### What the task asks
Looking at the records below, please work out how many lines contain the word "outline" and give the number alone.

___

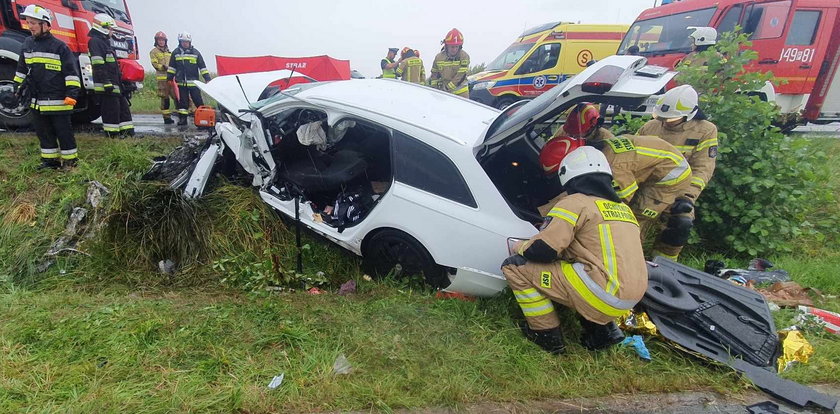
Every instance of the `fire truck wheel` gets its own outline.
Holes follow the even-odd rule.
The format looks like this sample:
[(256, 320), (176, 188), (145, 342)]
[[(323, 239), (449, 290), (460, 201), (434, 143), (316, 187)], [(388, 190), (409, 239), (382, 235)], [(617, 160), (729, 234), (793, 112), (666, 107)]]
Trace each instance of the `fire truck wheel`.
[[(14, 64), (0, 63), (0, 89), (14, 87), (15, 69)], [(0, 106), (0, 128), (18, 129), (31, 123), (32, 113), (26, 104), (20, 103), (15, 108)]]

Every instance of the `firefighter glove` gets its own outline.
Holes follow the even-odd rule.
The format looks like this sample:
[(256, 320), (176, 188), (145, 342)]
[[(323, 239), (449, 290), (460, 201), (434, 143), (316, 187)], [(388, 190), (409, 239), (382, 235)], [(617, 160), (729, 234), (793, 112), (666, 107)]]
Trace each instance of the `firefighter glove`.
[(114, 90), (114, 85), (113, 85), (113, 84), (110, 84), (110, 83), (106, 83), (106, 84), (105, 84), (105, 86), (103, 86), (103, 87), (105, 88), (105, 92), (109, 92), (109, 93), (110, 93), (110, 92), (112, 92), (112, 91)]
[(204, 75), (205, 83), (210, 82), (210, 75)]
[(677, 198), (671, 206), (671, 214), (691, 213), (694, 210), (694, 203), (684, 197)]
[(76, 106), (76, 100), (68, 96), (68, 97), (64, 98), (64, 104), (65, 105), (70, 105), (70, 106)]

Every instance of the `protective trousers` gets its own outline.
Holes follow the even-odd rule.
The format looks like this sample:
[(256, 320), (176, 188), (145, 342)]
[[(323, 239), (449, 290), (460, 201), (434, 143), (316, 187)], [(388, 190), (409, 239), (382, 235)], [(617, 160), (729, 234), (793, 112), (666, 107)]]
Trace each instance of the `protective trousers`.
[(562, 284), (552, 285), (550, 279), (541, 280), (562, 274), (561, 266), (562, 262), (529, 263), (522, 256), (514, 256), (502, 266), (502, 273), (505, 274), (508, 286), (513, 291), (522, 313), (525, 314), (528, 326), (533, 330), (542, 331), (560, 326), (560, 319), (554, 312), (552, 301), (564, 306), (571, 305), (569, 295)]
[(204, 100), (201, 98), (201, 91), (195, 86), (179, 85), (178, 92), (181, 95), (181, 100), (178, 101), (178, 116), (182, 119), (186, 119), (190, 114), (190, 98), (192, 98), (196, 108), (204, 105)]
[(662, 213), (657, 224), (664, 230), (659, 233), (653, 245), (653, 255), (676, 261), (683, 247), (688, 243), (693, 222), (694, 210), (681, 214)]
[(70, 112), (42, 115), (38, 111), (32, 111), (32, 114), (35, 133), (41, 143), (41, 159), (43, 161), (58, 164), (59, 158), (74, 160), (79, 157)]
[(128, 99), (118, 93), (97, 94), (102, 112), (102, 129), (109, 137), (120, 134), (134, 135), (134, 123), (131, 120), (131, 107)]
[[(164, 75), (164, 79), (166, 75)], [(172, 119), (172, 107), (170, 106), (170, 99), (178, 102), (178, 98), (175, 96), (175, 91), (172, 89), (172, 83), (167, 82), (166, 80), (159, 80), (157, 83), (157, 95), (160, 98), (160, 113), (163, 115), (163, 119)]]

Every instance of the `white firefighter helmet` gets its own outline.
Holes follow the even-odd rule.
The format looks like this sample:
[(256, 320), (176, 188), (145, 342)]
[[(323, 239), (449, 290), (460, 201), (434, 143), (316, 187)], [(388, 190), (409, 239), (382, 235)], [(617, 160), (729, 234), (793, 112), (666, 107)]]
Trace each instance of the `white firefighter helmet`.
[(580, 147), (563, 158), (560, 163), (560, 184), (566, 185), (575, 177), (585, 174), (603, 173), (612, 176), (612, 169), (604, 153), (594, 147)]
[(718, 32), (714, 27), (689, 27), (694, 30), (688, 37), (694, 40), (695, 46), (712, 46), (717, 43)]
[(190, 32), (178, 33), (178, 41), (179, 42), (192, 42), (192, 35), (190, 34)]
[(111, 27), (117, 27), (117, 21), (113, 17), (105, 13), (98, 13), (96, 16), (93, 16), (93, 30), (102, 34), (108, 34), (109, 28)]
[(685, 117), (687, 121), (694, 119), (697, 111), (697, 91), (691, 85), (680, 85), (665, 92), (653, 108), (653, 116), (662, 119)]
[(24, 9), (23, 13), (20, 14), (20, 17), (31, 17), (52, 25), (52, 13), (50, 10), (34, 4), (26, 6), (26, 9)]

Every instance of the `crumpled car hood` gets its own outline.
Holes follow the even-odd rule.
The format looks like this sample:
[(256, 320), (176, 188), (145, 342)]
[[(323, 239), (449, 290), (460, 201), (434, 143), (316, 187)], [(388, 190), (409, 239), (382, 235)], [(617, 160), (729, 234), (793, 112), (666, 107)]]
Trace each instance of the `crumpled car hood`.
[[(239, 111), (241, 109), (249, 109), (252, 103), (259, 100), (260, 95), (268, 85), (290, 77), (302, 77), (312, 82), (317, 82), (317, 80), (299, 72), (283, 69), (270, 72), (219, 76), (210, 82), (203, 83), (196, 81), (195, 84), (202, 92), (215, 99), (219, 105), (225, 107), (225, 109), (237, 117), (241, 117), (243, 114)], [(241, 87), (240, 83), (242, 85)], [(243, 90), (245, 91), (244, 94), (242, 93)]]

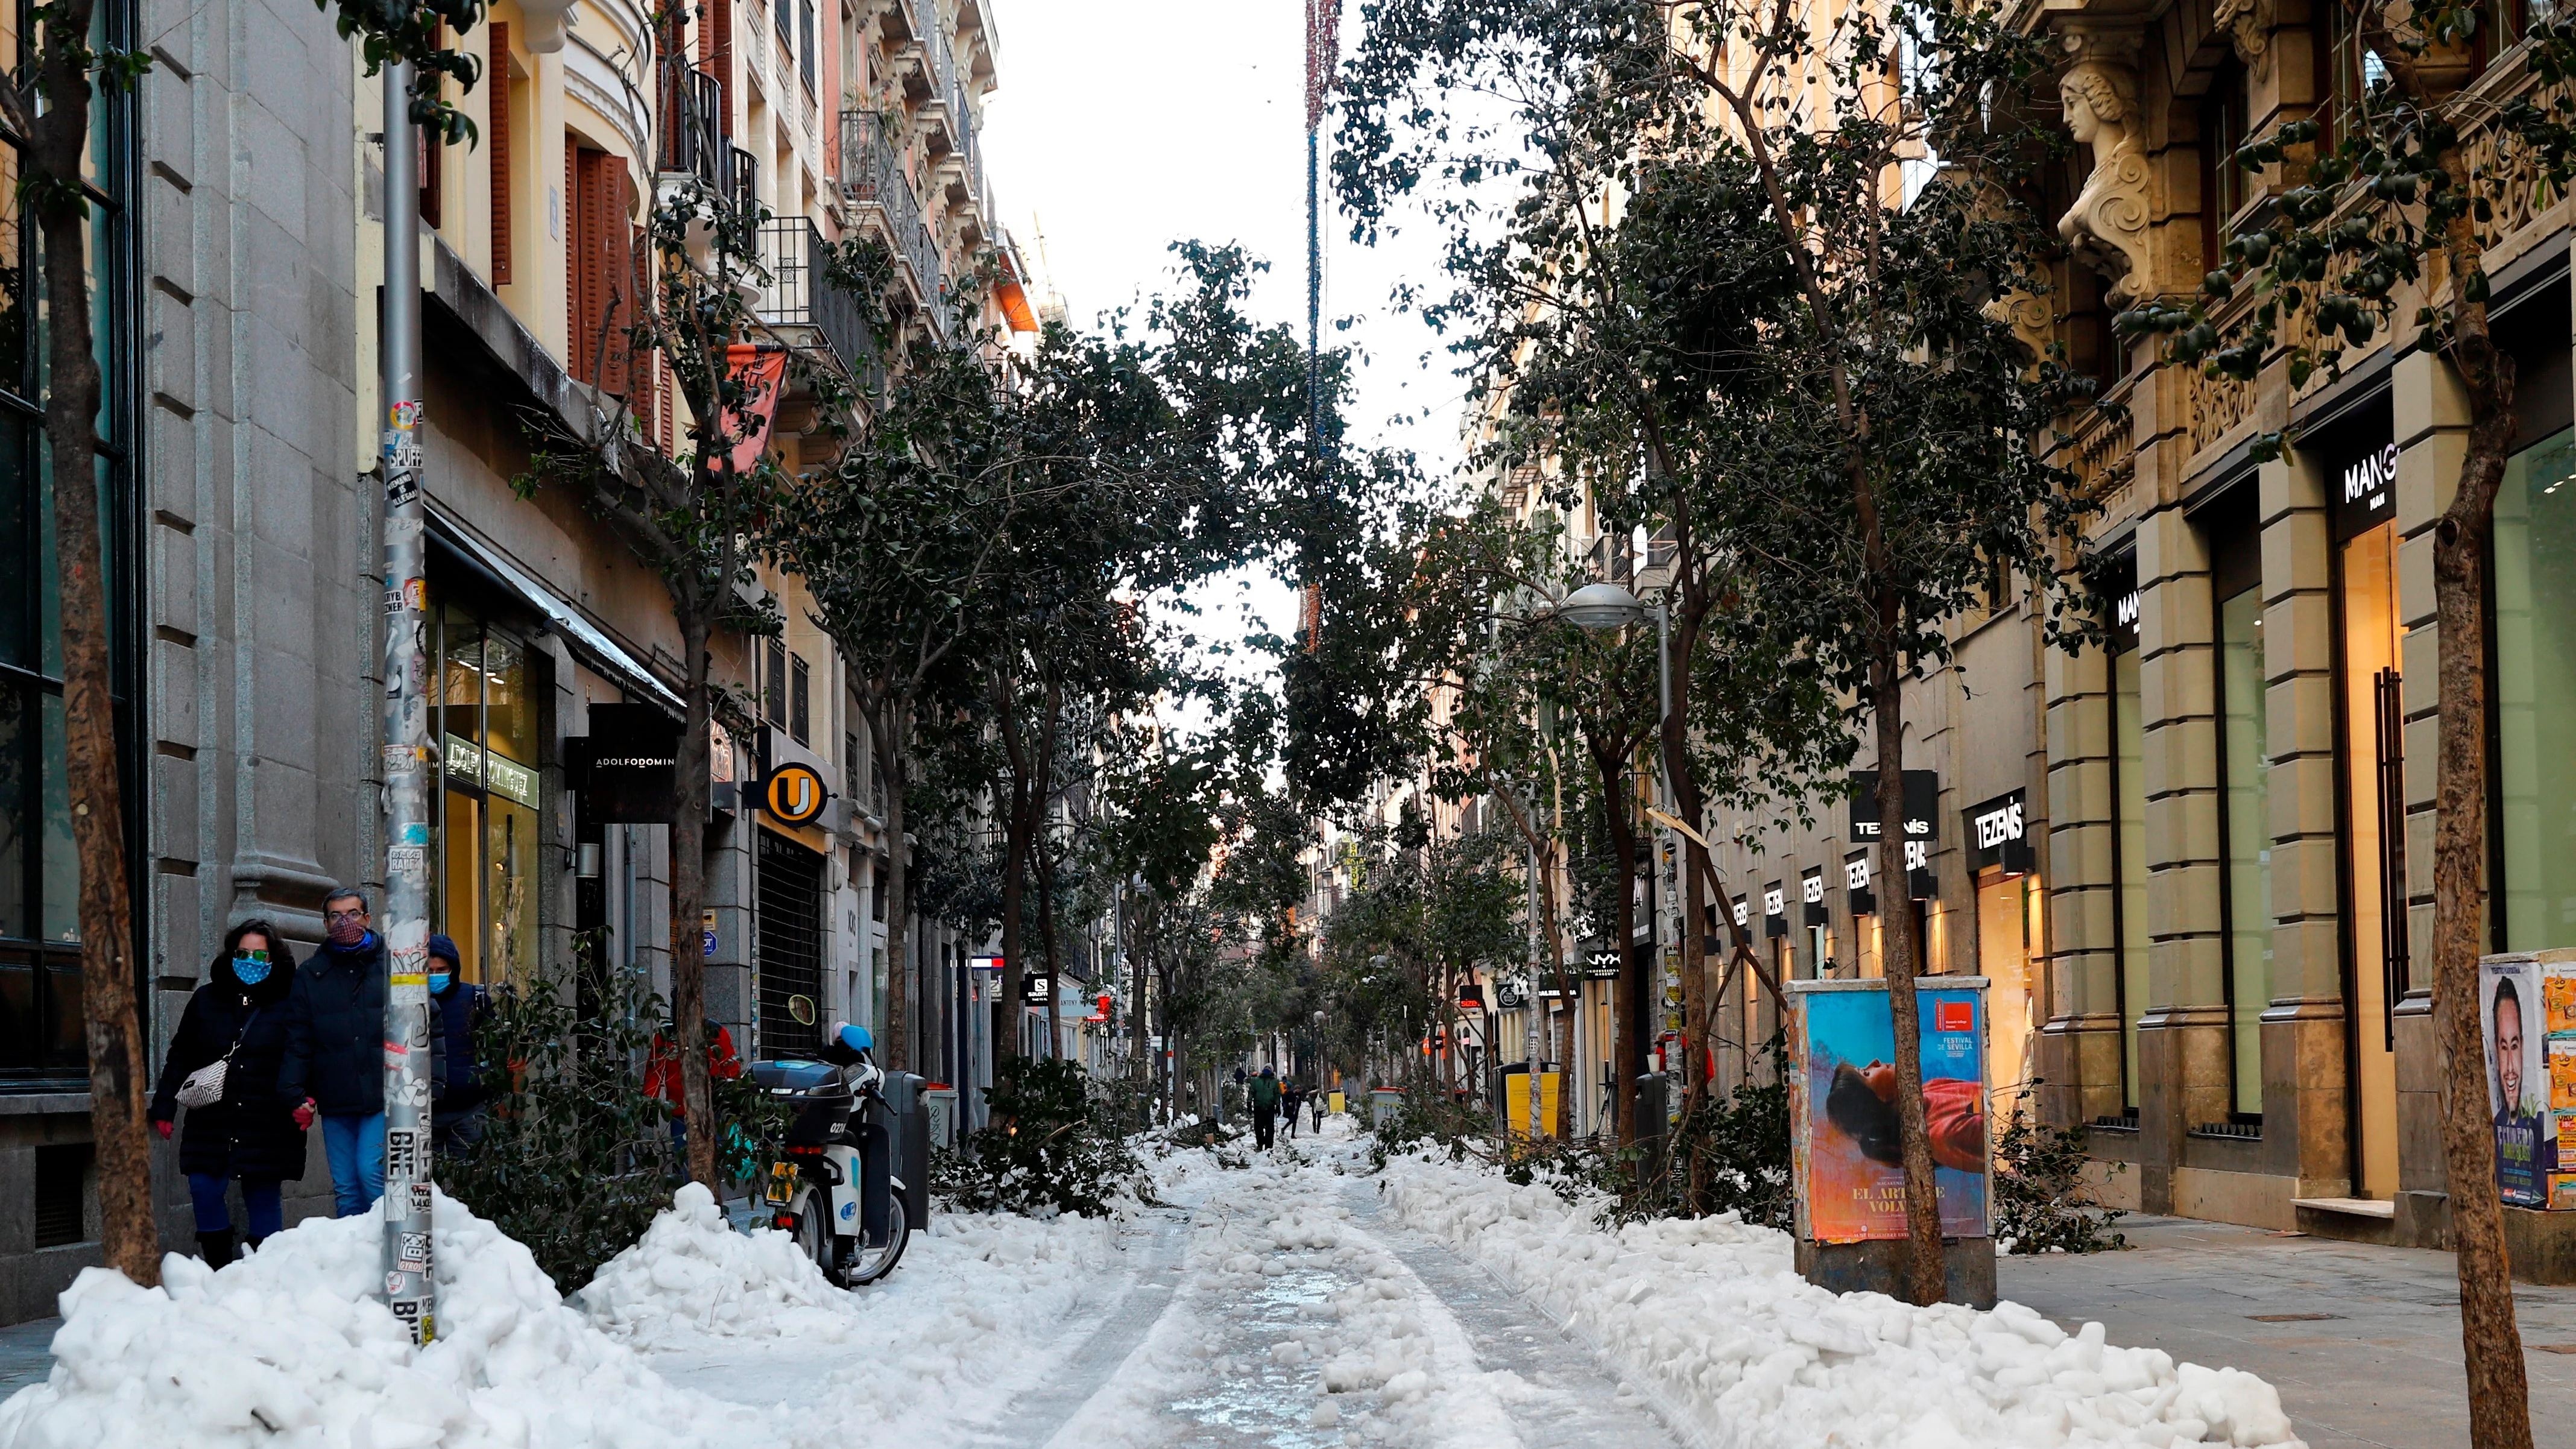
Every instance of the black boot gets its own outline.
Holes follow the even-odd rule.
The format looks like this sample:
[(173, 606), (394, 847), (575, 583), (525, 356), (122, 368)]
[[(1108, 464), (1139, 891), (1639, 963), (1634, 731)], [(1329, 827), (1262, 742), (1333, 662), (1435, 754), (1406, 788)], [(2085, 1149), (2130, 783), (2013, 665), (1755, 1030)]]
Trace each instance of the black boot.
[(209, 1268), (220, 1268), (231, 1262), (233, 1230), (226, 1228), (220, 1233), (197, 1234), (197, 1256), (205, 1259), (206, 1266)]
[(243, 1256), (243, 1257), (248, 1257), (248, 1256), (250, 1256), (251, 1254), (258, 1252), (258, 1251), (259, 1251), (259, 1245), (260, 1245), (260, 1244), (262, 1244), (262, 1243), (265, 1243), (265, 1242), (267, 1242), (267, 1241), (268, 1241), (268, 1239), (266, 1239), (266, 1238), (244, 1238), (244, 1239), (242, 1239), (242, 1256)]

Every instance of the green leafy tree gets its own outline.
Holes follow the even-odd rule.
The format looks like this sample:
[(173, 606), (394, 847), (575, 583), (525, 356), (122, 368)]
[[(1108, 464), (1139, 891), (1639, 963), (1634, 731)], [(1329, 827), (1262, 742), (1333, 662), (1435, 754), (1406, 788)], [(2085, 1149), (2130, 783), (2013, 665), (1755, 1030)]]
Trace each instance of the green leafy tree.
[[(1683, 664), (1663, 755), (1680, 818), (1704, 828), (1710, 803), (1693, 724), (1703, 741), (1758, 738), (1793, 776), (1838, 764), (1866, 728), (1890, 766), (1880, 876), (1904, 879), (1904, 685), (1947, 658), (1947, 621), (1997, 570), (2067, 592), (2058, 564), (2081, 516), (2032, 447), (2072, 380), (2034, 366), (1991, 306), (2044, 290), (2055, 247), (2004, 184), (2049, 145), (2016, 119), (2042, 73), (2035, 42), (1973, 0), (1830, 17), (1750, 0), (1389, 0), (1376, 21), (1346, 72), (1343, 202), (1365, 230), (1426, 179), (1460, 184), (1435, 201), (1460, 284), (1439, 312), (1471, 328), (1533, 455), (1566, 458), (1614, 529), (1672, 541)], [(1507, 119), (1452, 123), (1430, 95), (1471, 92), (1503, 97)], [(1936, 151), (1959, 179), (1918, 186), (1909, 172)], [(1486, 177), (1513, 183), (1505, 209)], [(1788, 686), (1780, 703), (1702, 707), (1711, 671), (1757, 661)], [(1696, 920), (1706, 852), (1694, 839), (1686, 855)], [(1906, 1291), (1931, 1302), (1921, 943), (1905, 912), (1885, 928)]]

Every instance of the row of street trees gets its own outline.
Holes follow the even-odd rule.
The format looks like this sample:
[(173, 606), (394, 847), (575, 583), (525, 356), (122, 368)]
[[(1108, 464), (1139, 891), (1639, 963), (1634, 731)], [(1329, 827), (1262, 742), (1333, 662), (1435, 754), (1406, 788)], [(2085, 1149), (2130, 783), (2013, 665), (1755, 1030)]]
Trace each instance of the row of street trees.
[[(2333, 130), (2297, 121), (2220, 158), (2277, 179), (2277, 212), (2227, 241), (2197, 295), (2150, 296), (2120, 332), (2160, 339), (2151, 363), (2248, 380), (2280, 368), (2294, 385), (2394, 333), (2440, 357), (2467, 402), (2467, 448), (2436, 535), (2434, 995), (2449, 1176), (2481, 1185), (2449, 1200), (2473, 1437), (2528, 1444), (2500, 1209), (2482, 1190), (2491, 1143), (2475, 1021), (2490, 794), (2484, 551), (2515, 418), (2482, 257), (2497, 219), (2515, 212), (2513, 188), (2536, 175), (2542, 195), (2566, 192), (2576, 25), (2536, 23), (2514, 52), (2536, 89), (2473, 91), (2493, 48), (2480, 49), (2489, 9), (2343, 9), (2384, 74)], [(2096, 379), (2064, 366), (2060, 348), (2035, 354), (2011, 325), (2033, 301), (2049, 309), (2064, 256), (2039, 209), (2043, 168), (2066, 145), (2043, 24), (1981, 0), (1830, 12), (1384, 0), (1368, 21), (1341, 80), (1342, 206), (1363, 241), (1410, 203), (1443, 230), (1452, 285), (1427, 293), (1424, 310), (1449, 329), (1485, 406), (1477, 462), (1495, 478), (1536, 474), (1545, 496), (1535, 527), (1490, 504), (1430, 511), (1374, 589), (1347, 597), (1360, 647), (1319, 654), (1310, 672), (1331, 683), (1305, 690), (1334, 701), (1312, 711), (1329, 726), (1318, 736), (1328, 758), (1496, 808), (1542, 883), (1524, 909), (1543, 942), (1497, 947), (1489, 967), (1559, 966), (1571, 928), (1553, 866), (1590, 829), (1570, 831), (1569, 817), (1600, 821), (1596, 848), (1617, 882), (1592, 893), (1581, 920), (1630, 939), (1627, 883), (1649, 795), (1681, 822), (1682, 918), (1696, 921), (1727, 899), (1704, 841), (1714, 812), (1756, 824), (1811, 816), (1866, 753), (1882, 766), (1875, 873), (1904, 880), (1906, 683), (1946, 663), (1965, 616), (2007, 600), (2027, 600), (2054, 645), (2102, 638), (2087, 579), (2094, 500), (2055, 463)], [(2496, 95), (2519, 98), (2480, 99)], [(2499, 144), (2482, 151), (2481, 128)], [(2296, 441), (2275, 434), (2258, 452)], [(1651, 538), (1651, 561), (1669, 568), (1660, 689), (1648, 684), (1650, 631), (1585, 639), (1555, 614), (1597, 567), (1552, 536), (1575, 519), (1595, 538)], [(1298, 685), (1292, 674), (1292, 707)], [(1578, 742), (1588, 772), (1566, 768)], [(1578, 774), (1583, 798), (1568, 810)], [(1477, 849), (1491, 852), (1416, 842), (1397, 852), (1398, 870), (1429, 880), (1442, 852)], [(1405, 890), (1389, 879), (1336, 921), (1337, 935), (1372, 943), (1345, 953), (1346, 966), (1403, 956), (1419, 909)], [(1882, 929), (1906, 1288), (1931, 1301), (1943, 1272), (1915, 1049), (1922, 942), (1903, 911)], [(1709, 1089), (1725, 976), (1701, 932), (1683, 936), (1681, 1055), (1695, 1102)], [(1739, 928), (1732, 954), (1758, 969), (1744, 947)], [(1417, 972), (1419, 1020), (1447, 1010), (1443, 975)], [(1627, 1078), (1647, 1040), (1631, 1020), (1649, 999), (1643, 978), (1632, 963), (1622, 980)], [(1382, 974), (1340, 980), (1345, 1010), (1380, 999)], [(1626, 1141), (1636, 1126), (1622, 1095)], [(1707, 1164), (1688, 1171), (1696, 1188)]]

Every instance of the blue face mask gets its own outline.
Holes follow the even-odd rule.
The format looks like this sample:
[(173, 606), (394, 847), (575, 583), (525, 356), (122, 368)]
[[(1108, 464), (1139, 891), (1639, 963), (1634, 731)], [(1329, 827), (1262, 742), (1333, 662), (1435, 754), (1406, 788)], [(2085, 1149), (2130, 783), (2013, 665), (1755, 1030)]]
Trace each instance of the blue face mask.
[(429, 994), (436, 996), (438, 993), (445, 991), (447, 989), (447, 983), (454, 979), (456, 978), (448, 975), (444, 971), (432, 971), (429, 973)]
[(233, 958), (233, 979), (244, 986), (257, 986), (268, 979), (269, 963), (249, 956)]

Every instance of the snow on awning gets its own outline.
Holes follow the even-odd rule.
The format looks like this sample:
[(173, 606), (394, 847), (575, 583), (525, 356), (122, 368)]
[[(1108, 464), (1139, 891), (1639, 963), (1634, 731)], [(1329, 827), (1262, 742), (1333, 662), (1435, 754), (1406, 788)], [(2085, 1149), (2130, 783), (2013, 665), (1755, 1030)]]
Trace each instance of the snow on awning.
[(629, 689), (640, 690), (651, 695), (673, 709), (682, 707), (680, 696), (673, 693), (670, 686), (655, 678), (652, 670), (645, 668), (634, 655), (620, 648), (617, 641), (601, 632), (598, 625), (584, 618), (580, 610), (555, 597), (543, 584), (528, 577), (517, 565), (503, 558), (499, 553), (486, 548), (481, 540), (458, 526), (456, 520), (441, 513), (434, 506), (424, 506), (429, 514), (429, 531), (432, 534), (507, 585), (519, 597), (526, 599), (538, 613), (546, 616), (547, 622), (572, 640), (575, 647), (591, 656), (591, 662), (603, 673), (623, 682)]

___

### Answer to this problem
10